Written problem:
Would you transcribe the listing that follows, character for character, and omit its images?
--- Begin Provided records ---
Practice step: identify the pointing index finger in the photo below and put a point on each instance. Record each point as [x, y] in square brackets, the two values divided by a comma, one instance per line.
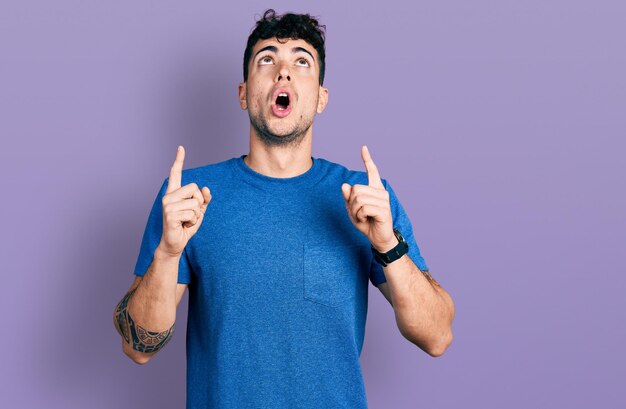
[176, 172]
[373, 176]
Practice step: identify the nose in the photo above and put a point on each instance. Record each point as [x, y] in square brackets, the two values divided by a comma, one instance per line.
[283, 73]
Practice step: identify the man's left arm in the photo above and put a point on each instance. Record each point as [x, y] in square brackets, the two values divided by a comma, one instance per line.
[424, 310]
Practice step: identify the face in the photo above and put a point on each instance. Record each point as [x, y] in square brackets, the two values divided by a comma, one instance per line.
[282, 93]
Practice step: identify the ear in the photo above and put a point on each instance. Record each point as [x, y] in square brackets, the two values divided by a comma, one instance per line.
[243, 87]
[322, 99]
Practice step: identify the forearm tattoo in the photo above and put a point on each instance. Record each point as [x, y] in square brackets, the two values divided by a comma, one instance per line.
[142, 339]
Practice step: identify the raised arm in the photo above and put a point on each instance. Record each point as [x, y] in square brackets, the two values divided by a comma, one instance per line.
[146, 314]
[145, 317]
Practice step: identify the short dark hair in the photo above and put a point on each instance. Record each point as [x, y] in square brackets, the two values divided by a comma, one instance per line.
[288, 26]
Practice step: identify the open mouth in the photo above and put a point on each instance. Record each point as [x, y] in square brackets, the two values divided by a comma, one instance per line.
[282, 101]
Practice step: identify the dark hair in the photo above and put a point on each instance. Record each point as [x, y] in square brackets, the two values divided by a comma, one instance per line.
[288, 26]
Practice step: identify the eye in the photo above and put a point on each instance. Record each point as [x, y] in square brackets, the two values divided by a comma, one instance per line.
[303, 62]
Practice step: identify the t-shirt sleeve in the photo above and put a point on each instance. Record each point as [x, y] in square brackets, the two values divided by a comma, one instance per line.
[152, 238]
[403, 224]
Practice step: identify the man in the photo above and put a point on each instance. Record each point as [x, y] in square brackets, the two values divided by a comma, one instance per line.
[277, 249]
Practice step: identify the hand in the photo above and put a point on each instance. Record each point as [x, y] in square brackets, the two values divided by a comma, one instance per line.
[183, 209]
[368, 207]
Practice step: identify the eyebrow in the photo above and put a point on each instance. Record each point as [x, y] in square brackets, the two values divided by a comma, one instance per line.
[275, 50]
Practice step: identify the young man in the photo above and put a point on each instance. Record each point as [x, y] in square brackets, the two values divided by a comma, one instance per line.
[277, 249]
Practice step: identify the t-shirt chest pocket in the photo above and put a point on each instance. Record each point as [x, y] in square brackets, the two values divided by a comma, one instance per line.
[331, 273]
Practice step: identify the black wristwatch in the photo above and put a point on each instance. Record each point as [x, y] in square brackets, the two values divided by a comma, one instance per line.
[395, 253]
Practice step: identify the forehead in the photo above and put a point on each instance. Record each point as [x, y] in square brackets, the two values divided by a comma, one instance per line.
[284, 46]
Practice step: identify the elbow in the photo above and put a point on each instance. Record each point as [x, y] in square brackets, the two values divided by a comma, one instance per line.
[137, 357]
[438, 348]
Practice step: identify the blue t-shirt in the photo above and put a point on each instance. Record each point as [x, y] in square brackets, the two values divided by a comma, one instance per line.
[278, 284]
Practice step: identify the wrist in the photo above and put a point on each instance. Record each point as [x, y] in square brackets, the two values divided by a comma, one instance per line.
[387, 246]
[163, 255]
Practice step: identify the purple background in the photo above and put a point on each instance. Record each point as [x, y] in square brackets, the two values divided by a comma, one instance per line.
[500, 124]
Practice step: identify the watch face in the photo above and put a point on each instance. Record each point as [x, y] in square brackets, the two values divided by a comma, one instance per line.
[398, 235]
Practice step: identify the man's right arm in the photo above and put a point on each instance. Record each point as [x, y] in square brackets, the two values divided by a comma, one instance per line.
[146, 315]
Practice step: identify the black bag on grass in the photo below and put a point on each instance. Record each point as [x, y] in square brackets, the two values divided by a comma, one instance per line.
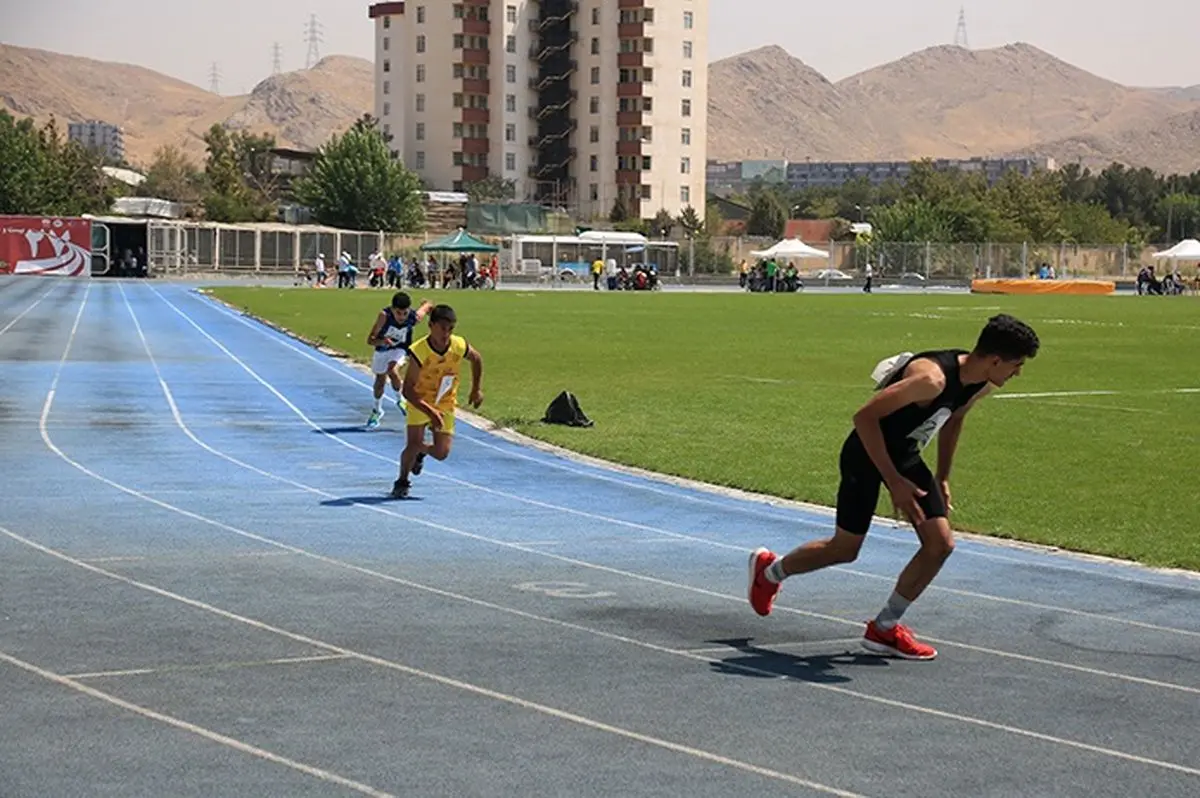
[565, 409]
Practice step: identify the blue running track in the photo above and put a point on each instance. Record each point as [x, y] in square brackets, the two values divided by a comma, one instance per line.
[205, 592]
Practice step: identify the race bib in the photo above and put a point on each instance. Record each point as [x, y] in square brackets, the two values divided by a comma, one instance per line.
[925, 432]
[444, 388]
--- End Provided records ---
Task output:
Practice step: identify the pointing index finger in the photo below and put a point on each instance. Record each point as [x, y] in square brackets, the two values divided by a comma, one instance per line.
[176, 172]
[373, 176]
Practice step: identify the nose in the photo above and put a point on each instance. Record each point as [x, y] in square brackets, the two values divided by a comma, one instance per line.
[283, 73]
Practice step: identify the man's left arm in the photo above and put a point on each instance. Record each point as [x, y] in square brackets, the two values divided by a comma, one instance per line.
[424, 310]
Practice step: identify the face in the photo above and put a point on each instance. Record each point as [x, y] in square brackets, the two values divided by a comma, one instance per line.
[282, 93]
Practice step: identify the ear in the photo above and put a point on each instance. Record each point as [x, y] in square brackets, the two values divided by a comma, one instance per line.
[243, 87]
[322, 99]
Practice step: identify the forearm tattoo in the photo above and put a point on each instance. Record each point as [x, y] in square brackets, the two values divided by a comma, one instance per line.
[142, 339]
Practice step: identify the raised arm in the photo above and put a point on each instance. Record each point as [x, y] in square brackets, the two values divided by a comma, one instance per line.
[146, 314]
[145, 317]
Practice step: identify the short dark hair in the photo above and put a point on each instance. Record each point as [x, y] in square brackets, the two values divided by a comma, one instance per line.
[288, 26]
Practice step: identify the open mouth in the photo above and put a point on each instance. Record each point as [x, y] in square brackets, the two values divided by a comma, one instance per line.
[282, 101]
Practice step: identify the dark hair in the photo above and put a point on each instance. Record each point as [x, y] in square brackets, the two values divided by a comma, one instance per line.
[288, 26]
Practice step: identify the eye in the photo above and put a point on each instance. Record each point as [x, y] in square brackets, the two values divided by a comma, one instance per line.
[303, 62]
Practice step: identify the t-shirt sleeve in the photo above and put a point on each instance. Record each point as [x, y] in square brackets, the two values divided by a comma, one instance per line.
[152, 238]
[403, 224]
Practice step: identify the man in the photo above and put a point on each instance. Record each point as [x, y] in square brackets, the two values divided by a comma, one instance per line.
[277, 249]
Practice step: identify the hand in the photo above and put a point on each instance. Record each point as [x, y] in square brackets, the two values divided by a comma, one instance per line.
[183, 209]
[368, 207]
Practice step: identify the eyebrow in the photo above and put a point on each instance. Record each point as [x, y] in square brackets, the two values divided by a comma, one instance per line.
[275, 50]
Practice step: identify the young man in the photo above and put a point on each instance. Record each point as [x, y] in square brackets, the two values divided by a comma, one instance per line.
[277, 249]
Practice step: identify the t-shirt chest pocket in the photo above and put a point on each instance. Record each point as [x, y] in square brackets, the two values divided by a comma, one instance per line.
[331, 273]
Practice step: identify the black wristwatch in the photo above and put a point on each instance. Record each point as [x, y] in square brackets, the two values divided by a comma, one instance per line.
[395, 253]
Practice step: identify the forehead in the photo above and put a point on each instance. Record each point as [x, y] in square brackets, the two values divided by a comma, one instance per line.
[284, 46]
Practice step: identify the elbow in the photo above and put a point on each instance. Record each point as [x, y] in square brackets, the two values divided by a comma, one instance per line.
[137, 357]
[438, 348]
Practice step: identify the blue t-shirt in the photo above and put a point on each instance. Record each point as [x, y] in square brackets, the two values divided by a comma, one instance per line.
[278, 284]
Practice step: identify the wrist in the photo above and put a point on each instance. Record each point as [x, y] in square brackets, the two values divided by a comma, one instance per line.
[387, 246]
[163, 255]
Practice step: identify the purple background in the photo above and put a point on each instance. Record each point as [x, y] in square brackets, the two values divided by a comma, one instance per line.
[500, 124]
Practice step: identify the watch face in the photo above and put a point on each instance. Record each point as [x, y] in square brackets, the two values divided by a comma, one instance per line.
[398, 235]
Practice step: identify the man's right arm in the photo above and put a point on each instance. Record each point as [x, y] in square brackets, the two values divided by a comma, one instance per line.
[146, 315]
Practice step: identify the black bag on grass in the photo below and put a point on each instance. Record each point as [x, y] in square brackets, the two values divided by a comma, one instance per line.
[565, 409]
Practice step: identify the blue running track in the photo above and put a point on each instance. Record each point as [x, y] in square brackets, the two values divided by a comma, one instance per line.
[205, 592]
Practice step: identify the race bib in the photo above and put a point on each instance. Record each point as [x, y] in square brackets, the two values divided by a comma, one instance per line.
[925, 432]
[444, 388]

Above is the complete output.